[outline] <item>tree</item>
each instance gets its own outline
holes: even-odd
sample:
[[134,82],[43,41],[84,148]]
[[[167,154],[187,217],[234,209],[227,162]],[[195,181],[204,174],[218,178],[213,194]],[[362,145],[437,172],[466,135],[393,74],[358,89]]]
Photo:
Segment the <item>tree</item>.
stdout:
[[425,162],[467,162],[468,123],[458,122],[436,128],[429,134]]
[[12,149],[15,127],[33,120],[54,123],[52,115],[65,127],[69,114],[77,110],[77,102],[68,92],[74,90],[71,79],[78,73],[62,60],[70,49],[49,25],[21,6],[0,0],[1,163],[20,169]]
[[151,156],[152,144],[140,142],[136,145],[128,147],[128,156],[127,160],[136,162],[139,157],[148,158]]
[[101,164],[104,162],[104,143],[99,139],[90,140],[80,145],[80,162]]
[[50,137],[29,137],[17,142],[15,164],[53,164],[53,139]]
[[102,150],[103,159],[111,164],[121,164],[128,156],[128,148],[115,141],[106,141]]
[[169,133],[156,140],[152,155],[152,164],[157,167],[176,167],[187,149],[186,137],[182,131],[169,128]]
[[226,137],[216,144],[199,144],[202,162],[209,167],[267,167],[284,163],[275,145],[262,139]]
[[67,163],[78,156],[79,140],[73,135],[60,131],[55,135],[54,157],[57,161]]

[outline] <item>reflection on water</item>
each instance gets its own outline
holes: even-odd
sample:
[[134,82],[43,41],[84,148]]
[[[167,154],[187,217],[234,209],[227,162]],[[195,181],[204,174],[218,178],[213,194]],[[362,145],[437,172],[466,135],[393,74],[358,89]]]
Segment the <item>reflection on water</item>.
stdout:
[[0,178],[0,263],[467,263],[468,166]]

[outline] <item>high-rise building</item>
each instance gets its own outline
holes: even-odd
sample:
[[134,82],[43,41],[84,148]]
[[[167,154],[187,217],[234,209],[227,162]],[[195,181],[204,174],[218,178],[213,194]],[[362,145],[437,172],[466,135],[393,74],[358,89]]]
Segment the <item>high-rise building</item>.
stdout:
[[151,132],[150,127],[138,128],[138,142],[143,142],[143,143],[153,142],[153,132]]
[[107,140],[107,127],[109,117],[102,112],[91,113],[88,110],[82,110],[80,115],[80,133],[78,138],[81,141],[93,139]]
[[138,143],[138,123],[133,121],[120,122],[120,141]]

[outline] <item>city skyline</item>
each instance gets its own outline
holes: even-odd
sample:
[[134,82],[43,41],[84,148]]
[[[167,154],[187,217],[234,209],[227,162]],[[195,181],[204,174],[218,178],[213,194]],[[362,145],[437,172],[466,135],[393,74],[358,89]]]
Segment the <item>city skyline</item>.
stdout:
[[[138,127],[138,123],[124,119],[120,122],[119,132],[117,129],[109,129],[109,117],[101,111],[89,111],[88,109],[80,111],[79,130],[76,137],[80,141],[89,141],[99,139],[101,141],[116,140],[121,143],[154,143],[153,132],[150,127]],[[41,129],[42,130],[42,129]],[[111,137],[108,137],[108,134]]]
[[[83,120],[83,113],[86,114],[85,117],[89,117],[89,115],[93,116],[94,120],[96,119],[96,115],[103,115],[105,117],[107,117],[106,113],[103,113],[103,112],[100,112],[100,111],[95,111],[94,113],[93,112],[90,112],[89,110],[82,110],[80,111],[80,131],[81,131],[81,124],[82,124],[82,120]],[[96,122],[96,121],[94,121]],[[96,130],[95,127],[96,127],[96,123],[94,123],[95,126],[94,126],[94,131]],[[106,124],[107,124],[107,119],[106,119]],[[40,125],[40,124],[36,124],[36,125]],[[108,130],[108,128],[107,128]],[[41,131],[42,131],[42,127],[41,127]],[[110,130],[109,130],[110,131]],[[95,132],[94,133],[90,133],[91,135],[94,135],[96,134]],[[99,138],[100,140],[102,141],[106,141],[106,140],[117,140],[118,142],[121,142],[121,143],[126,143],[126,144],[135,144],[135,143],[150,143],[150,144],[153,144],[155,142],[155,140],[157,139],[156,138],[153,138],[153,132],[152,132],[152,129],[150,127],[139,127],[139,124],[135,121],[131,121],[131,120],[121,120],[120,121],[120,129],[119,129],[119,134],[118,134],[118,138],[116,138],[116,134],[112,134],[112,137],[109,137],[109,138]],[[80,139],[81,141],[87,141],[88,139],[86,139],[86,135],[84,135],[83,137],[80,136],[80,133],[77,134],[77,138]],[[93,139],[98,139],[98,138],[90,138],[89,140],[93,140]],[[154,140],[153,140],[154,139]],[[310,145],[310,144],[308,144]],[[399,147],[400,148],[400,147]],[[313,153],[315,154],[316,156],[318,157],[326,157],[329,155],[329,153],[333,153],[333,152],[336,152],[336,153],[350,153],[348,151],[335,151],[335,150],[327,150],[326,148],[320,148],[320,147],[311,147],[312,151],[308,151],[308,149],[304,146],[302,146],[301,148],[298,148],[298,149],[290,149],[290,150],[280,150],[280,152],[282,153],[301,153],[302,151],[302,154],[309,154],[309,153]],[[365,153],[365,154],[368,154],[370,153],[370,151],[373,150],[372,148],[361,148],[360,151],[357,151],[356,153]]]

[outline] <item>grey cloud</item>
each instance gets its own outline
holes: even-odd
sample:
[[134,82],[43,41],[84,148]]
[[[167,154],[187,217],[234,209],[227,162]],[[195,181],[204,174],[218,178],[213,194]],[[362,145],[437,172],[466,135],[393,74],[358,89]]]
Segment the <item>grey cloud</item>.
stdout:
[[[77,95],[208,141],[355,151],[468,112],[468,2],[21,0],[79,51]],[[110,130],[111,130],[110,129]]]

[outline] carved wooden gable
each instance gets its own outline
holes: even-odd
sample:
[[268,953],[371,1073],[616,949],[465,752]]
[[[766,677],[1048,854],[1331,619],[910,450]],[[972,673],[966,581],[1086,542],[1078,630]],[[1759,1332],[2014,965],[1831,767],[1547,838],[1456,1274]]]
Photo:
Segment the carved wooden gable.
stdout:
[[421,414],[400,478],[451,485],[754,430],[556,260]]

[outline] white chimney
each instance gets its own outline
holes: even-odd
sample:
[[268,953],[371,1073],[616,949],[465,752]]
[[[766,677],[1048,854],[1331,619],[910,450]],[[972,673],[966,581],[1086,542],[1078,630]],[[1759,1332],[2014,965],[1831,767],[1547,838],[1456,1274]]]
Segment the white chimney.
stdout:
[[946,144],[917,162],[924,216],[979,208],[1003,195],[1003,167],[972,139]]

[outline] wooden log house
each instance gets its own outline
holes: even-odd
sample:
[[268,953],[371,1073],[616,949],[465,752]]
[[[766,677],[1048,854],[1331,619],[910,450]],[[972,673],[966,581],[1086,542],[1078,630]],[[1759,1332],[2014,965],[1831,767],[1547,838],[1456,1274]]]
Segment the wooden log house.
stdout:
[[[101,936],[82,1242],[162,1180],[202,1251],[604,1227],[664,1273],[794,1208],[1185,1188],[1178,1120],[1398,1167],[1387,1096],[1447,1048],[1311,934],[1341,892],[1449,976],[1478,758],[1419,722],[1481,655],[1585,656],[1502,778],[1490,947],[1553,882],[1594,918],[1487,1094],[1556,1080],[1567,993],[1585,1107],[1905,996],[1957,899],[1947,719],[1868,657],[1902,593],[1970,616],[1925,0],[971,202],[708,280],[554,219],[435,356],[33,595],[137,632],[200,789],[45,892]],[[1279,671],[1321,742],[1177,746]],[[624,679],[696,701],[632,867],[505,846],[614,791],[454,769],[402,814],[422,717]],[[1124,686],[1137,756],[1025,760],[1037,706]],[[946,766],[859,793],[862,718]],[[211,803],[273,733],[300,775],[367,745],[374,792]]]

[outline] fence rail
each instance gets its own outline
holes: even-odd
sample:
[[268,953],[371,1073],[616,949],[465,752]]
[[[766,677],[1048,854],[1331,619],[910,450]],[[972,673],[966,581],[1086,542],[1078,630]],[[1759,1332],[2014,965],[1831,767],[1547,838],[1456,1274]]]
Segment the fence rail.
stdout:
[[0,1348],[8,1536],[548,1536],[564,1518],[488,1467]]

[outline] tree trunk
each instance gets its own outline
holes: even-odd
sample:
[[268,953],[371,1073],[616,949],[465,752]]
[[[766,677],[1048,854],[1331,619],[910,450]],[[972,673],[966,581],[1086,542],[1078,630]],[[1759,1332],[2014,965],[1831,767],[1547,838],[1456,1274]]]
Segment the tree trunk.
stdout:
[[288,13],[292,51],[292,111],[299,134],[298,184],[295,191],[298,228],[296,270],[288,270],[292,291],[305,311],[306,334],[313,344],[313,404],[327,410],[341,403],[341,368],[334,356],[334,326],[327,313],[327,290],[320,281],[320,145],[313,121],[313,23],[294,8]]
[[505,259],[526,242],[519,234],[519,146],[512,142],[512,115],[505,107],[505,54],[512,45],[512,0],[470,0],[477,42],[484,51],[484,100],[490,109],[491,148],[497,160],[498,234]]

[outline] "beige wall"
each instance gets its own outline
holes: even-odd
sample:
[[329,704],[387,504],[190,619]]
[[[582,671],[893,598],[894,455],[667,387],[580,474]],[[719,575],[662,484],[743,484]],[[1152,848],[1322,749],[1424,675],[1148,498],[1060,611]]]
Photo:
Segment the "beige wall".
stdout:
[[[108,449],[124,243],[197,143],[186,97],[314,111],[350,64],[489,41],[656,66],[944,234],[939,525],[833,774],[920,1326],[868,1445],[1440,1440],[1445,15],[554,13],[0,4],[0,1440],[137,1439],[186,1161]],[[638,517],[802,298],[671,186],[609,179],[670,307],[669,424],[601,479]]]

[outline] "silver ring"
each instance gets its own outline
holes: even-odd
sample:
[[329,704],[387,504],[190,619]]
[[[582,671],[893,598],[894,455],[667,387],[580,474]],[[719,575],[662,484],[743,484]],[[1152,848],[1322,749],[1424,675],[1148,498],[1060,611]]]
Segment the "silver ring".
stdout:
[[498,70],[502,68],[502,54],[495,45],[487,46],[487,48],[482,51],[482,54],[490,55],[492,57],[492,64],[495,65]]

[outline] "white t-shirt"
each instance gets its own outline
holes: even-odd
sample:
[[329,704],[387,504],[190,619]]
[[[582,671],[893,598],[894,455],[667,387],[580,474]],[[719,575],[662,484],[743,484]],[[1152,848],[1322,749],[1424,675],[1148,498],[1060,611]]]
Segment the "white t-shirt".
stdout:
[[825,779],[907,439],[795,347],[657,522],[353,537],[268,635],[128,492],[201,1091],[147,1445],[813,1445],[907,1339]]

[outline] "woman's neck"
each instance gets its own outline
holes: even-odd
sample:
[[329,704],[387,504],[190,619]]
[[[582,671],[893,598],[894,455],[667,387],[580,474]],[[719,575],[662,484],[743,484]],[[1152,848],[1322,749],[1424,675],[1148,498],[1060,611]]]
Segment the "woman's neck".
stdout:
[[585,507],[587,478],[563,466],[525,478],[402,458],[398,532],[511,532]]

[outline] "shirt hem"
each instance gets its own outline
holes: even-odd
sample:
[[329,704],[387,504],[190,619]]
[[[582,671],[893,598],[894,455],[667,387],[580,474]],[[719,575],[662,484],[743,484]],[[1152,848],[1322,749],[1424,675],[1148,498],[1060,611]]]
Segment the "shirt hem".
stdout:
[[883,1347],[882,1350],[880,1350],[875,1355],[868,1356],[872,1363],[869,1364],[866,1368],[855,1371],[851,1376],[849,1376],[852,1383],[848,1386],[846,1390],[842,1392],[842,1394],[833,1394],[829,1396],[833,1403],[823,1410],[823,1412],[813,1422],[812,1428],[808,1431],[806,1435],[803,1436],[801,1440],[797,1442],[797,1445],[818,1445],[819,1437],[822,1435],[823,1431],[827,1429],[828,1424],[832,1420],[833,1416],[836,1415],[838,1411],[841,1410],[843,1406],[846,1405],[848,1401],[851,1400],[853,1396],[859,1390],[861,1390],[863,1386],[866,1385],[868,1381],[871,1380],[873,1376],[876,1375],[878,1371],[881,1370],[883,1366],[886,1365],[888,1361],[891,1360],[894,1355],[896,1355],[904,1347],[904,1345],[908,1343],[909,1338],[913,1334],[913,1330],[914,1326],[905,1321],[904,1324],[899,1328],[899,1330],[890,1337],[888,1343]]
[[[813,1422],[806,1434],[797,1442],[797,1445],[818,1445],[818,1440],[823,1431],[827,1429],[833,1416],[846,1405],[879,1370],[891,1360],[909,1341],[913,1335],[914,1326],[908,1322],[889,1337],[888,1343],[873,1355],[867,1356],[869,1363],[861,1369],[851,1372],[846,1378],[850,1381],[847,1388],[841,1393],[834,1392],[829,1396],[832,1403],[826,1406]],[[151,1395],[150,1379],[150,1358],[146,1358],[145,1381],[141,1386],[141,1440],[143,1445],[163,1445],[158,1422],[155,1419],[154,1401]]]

■ Exercise directions: Whenever the word "beige" occurs in a line of the listing above, return that line.

■ Answer to this exercise:
[outline] "beige wall"
Segment the "beige wall".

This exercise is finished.